Exercise directions
Every line of the records below should be restated exactly.

[Some records]
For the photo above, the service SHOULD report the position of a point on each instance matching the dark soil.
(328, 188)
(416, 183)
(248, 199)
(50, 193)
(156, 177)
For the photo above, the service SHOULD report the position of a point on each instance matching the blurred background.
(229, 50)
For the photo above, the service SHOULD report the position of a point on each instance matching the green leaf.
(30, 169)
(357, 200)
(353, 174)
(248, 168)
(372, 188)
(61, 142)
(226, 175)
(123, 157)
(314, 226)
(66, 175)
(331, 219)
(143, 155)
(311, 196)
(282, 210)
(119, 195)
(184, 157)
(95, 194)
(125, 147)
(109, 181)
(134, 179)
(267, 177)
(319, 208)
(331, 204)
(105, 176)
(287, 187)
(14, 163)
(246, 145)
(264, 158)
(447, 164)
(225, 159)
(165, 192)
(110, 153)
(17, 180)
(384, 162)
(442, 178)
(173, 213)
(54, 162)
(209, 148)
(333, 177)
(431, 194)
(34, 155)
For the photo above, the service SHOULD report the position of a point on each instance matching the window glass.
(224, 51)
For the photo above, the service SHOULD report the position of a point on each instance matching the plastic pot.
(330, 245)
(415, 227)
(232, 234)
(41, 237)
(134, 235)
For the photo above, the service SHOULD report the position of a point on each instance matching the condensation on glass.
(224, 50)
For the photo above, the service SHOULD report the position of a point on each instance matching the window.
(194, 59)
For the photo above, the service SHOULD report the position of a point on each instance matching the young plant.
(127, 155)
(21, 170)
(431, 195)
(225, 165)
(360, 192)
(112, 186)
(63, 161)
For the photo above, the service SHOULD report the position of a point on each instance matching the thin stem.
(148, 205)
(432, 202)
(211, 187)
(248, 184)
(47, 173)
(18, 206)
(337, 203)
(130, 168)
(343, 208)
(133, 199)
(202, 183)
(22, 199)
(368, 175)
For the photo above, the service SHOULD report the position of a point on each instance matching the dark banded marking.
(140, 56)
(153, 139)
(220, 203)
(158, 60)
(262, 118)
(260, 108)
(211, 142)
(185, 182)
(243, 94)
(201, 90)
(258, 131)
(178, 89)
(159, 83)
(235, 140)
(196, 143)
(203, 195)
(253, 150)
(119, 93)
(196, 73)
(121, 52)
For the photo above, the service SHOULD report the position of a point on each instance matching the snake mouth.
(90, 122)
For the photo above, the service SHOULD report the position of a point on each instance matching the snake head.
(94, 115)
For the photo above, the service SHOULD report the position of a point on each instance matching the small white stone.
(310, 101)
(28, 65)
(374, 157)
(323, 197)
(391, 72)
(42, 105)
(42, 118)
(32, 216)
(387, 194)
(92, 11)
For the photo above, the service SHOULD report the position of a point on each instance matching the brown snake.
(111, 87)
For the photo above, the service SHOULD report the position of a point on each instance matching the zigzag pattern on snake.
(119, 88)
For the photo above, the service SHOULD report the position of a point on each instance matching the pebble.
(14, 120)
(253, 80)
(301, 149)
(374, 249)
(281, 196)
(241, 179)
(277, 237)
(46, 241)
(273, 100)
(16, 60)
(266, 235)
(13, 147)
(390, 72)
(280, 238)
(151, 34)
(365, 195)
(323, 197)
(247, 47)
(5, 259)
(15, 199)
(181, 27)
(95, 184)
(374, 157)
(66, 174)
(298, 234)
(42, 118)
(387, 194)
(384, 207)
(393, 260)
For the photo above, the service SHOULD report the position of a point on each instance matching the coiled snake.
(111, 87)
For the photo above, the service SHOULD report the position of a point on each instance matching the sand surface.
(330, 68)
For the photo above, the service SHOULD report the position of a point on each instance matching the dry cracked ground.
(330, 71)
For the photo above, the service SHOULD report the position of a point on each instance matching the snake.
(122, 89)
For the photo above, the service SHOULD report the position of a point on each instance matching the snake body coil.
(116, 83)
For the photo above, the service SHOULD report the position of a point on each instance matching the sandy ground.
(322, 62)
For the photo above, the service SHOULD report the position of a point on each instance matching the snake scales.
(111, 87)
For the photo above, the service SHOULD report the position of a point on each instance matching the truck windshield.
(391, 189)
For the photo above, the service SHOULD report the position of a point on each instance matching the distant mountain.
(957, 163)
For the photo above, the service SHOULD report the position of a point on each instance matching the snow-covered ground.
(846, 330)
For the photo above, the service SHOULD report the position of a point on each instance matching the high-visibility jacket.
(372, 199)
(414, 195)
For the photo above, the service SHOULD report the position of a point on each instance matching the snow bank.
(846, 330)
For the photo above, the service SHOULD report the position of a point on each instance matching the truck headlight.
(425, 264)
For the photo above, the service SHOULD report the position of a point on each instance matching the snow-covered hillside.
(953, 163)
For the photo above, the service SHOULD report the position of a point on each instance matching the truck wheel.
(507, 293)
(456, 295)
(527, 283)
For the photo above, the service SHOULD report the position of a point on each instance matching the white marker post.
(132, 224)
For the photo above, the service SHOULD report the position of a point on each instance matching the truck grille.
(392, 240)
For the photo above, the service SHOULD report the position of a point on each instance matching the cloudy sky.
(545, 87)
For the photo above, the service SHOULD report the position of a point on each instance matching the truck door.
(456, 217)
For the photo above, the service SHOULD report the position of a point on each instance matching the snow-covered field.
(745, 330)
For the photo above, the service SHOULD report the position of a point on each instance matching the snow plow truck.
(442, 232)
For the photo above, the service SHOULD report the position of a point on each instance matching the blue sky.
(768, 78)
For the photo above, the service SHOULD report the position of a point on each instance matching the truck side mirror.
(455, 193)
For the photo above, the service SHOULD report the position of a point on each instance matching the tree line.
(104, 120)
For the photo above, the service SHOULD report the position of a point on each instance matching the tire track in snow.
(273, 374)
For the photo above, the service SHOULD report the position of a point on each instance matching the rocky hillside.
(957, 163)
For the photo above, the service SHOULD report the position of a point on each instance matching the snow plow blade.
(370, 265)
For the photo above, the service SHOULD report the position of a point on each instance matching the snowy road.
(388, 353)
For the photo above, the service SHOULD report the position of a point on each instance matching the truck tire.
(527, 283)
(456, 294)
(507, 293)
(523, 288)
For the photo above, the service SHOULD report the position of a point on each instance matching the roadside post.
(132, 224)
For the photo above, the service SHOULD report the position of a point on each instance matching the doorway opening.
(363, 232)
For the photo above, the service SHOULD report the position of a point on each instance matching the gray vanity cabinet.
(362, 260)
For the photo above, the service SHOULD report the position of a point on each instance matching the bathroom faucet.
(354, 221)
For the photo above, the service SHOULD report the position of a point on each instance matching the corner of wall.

Result of the exercise
For the photo above, the service SHOULD report the position of a point on each instance matching the dark soil.
(328, 188)
(416, 183)
(248, 199)
(50, 193)
(156, 177)
For the photo above, the service SHOULD report the position of a point on each instance matching the blurred background.
(229, 50)
For the photo above, the service SHOULD report the position of a point on each instance matching the green leaf.
(30, 169)
(357, 200)
(353, 174)
(248, 168)
(372, 188)
(61, 142)
(226, 175)
(123, 157)
(314, 226)
(66, 175)
(331, 219)
(143, 155)
(311, 196)
(282, 210)
(119, 195)
(184, 157)
(95, 194)
(125, 147)
(109, 181)
(134, 179)
(267, 177)
(319, 208)
(331, 204)
(105, 176)
(287, 187)
(14, 163)
(246, 145)
(264, 158)
(447, 164)
(225, 159)
(165, 192)
(110, 153)
(17, 180)
(384, 162)
(442, 178)
(173, 213)
(54, 162)
(209, 148)
(333, 177)
(431, 194)
(34, 155)
For the photo above, the service SHOULD report the position of a point on each instance matching the window glass.
(224, 51)
For the photo above, the service SHOULD report the position of a point on each instance matching the plastic pot.
(330, 245)
(415, 227)
(232, 234)
(41, 237)
(134, 235)
For the photo above, the service SHOULD report the position of a point on each instance matching the condensation on glass.
(224, 50)
For the photo above, the service SHOULD report the position of a point on each instance matching the window.
(194, 59)
For the photo above, the service SHOULD report the position of a point on each instance matching the young plant.
(127, 155)
(21, 170)
(431, 195)
(225, 165)
(360, 192)
(112, 186)
(63, 161)
For the photo above, the service SHOULD report the position of a point on each instance matching the thin stem.
(148, 205)
(432, 202)
(211, 187)
(248, 184)
(47, 173)
(18, 206)
(337, 203)
(130, 168)
(343, 208)
(133, 199)
(202, 183)
(22, 199)
(368, 175)
For the photo above, the service SHOULD report the position of a point on each instance matching the dark banded marking.
(140, 56)
(153, 139)
(220, 203)
(158, 60)
(262, 118)
(260, 108)
(211, 142)
(185, 182)
(243, 94)
(201, 90)
(258, 131)
(178, 89)
(159, 83)
(235, 140)
(196, 143)
(203, 195)
(253, 150)
(119, 93)
(196, 73)
(121, 52)
For the photo above, the service SHOULD report the position of a point on each instance matching the snake mouth.
(90, 122)
For the photo above, the service SHOULD report the position of a point on each instance matching the snake head.
(94, 115)
For the photo above, the service SHOULD report the position of a point on each instance matching the small white stone.
(310, 101)
(28, 65)
(374, 157)
(323, 197)
(391, 72)
(42, 105)
(42, 118)
(32, 216)
(387, 194)
(92, 11)
For the photo above, the service SHOULD report the position of a point on each instance matching the brown snake.
(111, 87)
For the photo above, the service SHOULD report the position of a point on each instance matching the zigzag pattern on snake.
(119, 88)
For the photo above, the service SHOULD report the position of a point on each instance matching the pebble.
(14, 120)
(253, 80)
(301, 149)
(374, 249)
(281, 196)
(241, 179)
(277, 237)
(46, 241)
(273, 100)
(16, 60)
(266, 235)
(13, 147)
(390, 72)
(280, 238)
(151, 34)
(365, 195)
(323, 197)
(247, 47)
(5, 259)
(15, 199)
(181, 27)
(95, 184)
(374, 157)
(66, 174)
(298, 234)
(42, 118)
(387, 194)
(384, 207)
(393, 260)
For the photo above, the service SHOULD report the position of a point on each instance matching the coiled snake.
(111, 87)
For the photo above, the service SHOULD report the position of a point on each instance matching the sand surface.
(330, 68)
For the photo above, the service SHOULD report the position of a point on each instance matching the dry cracked ground.
(330, 71)
For the photo above, the service SHOULD report the position of a point on each instance matching the snake.
(122, 89)
For the photo above, the service SHOULD report the position of a point on each instance matching the snake body coil.
(116, 83)
For the photo above, the service SHOULD report the position of a point on each instance matching the sandy ground.
(322, 62)
For the photo above, the service SHOULD report the position of a point on each instance matching the snake scales.
(111, 87)
For the photo above, the service SHOULD report the position of a point on each instance matching the truck windshield.
(391, 189)
For the photo above, the service SHOULD report the position of a point on each instance matching the distant mountain.
(957, 163)
For the photo above, the service SHOULD report the position of a point on each instance matching the snow-covered ground.
(846, 330)
For the photo above, the service SHOULD report the position of a point on each instance matching the high-visibility jacket.
(372, 199)
(414, 195)
For the photo above, the service SHOULD report the position of a point on each instance matching the snow bank.
(846, 330)
For the photo above, the service SHOULD report the position of a point on each instance matching the truck headlight.
(425, 264)
For the photo above, the service SHOULD report the position of a point on each instance matching the snow-covered hillside.
(953, 163)
For the photo above, the service SHOULD report the position of a point on each instance matching the truck wheel.
(507, 293)
(456, 295)
(527, 283)
For the photo above, the service SHOULD report the position of a point on each instance matching the white marker post.
(132, 224)
For the photo above, the service SHOULD report the position of a point on each instance matching the truck grille.
(392, 240)
For the photo above, the service SHOULD report the position of a point on each instance matching the cloudy sky.
(545, 87)
For the photo above, the service SHOULD report the position of a point on each instance matching the truck door.
(456, 217)
For the photo above, the service SHOULD report the position of a point on each instance matching the snow-covered field.
(745, 330)
For the photo above, the service SHOULD report the position of a point on each instance matching the snow plow truck.
(442, 232)
For the photo above, the service SHOULD report the position of a point on each instance matching the blue sky.
(768, 78)
For the photo above, the service SHOULD report the position of a point on each instance matching the truck side mirror.
(455, 193)
For the photo above, the service SHOULD report the position of a point on each instance matching the tree line.
(104, 120)
For the photo above, the service SHOULD report the position of a point on each instance matching the tire track in snow.
(273, 374)
For the photo above, the service SHOULD report the position of a point on each instance matching the rocky hillside.
(957, 163)
For the photo above, the service SHOULD report the position of a point on each instance matching the snow plow blade.
(370, 265)
For the photo above, the service SHOULD report the position of a point on each instance matching the snowy road.
(388, 353)
For the photo above, the service SHOULD report the position of a point on each instance matching the truck tire.
(527, 283)
(456, 294)
(507, 293)
(523, 288)
For the photo above, the service SHOULD report the position of a point on each instance matching the roadside post.
(132, 224)
For the photo above, the service SHOULD report the position of a point on each instance matching the doorway opening.
(363, 232)
For the photo above, the service SHOULD report the position of a point on each instance matching the gray vanity cabinet.
(362, 260)
For the photo above, the service SHOULD report the position of a point on each instance matching the bathroom faucet.
(354, 221)
For the photo above, the service SHOULD report the position of a point on each instance matching the corner of wall.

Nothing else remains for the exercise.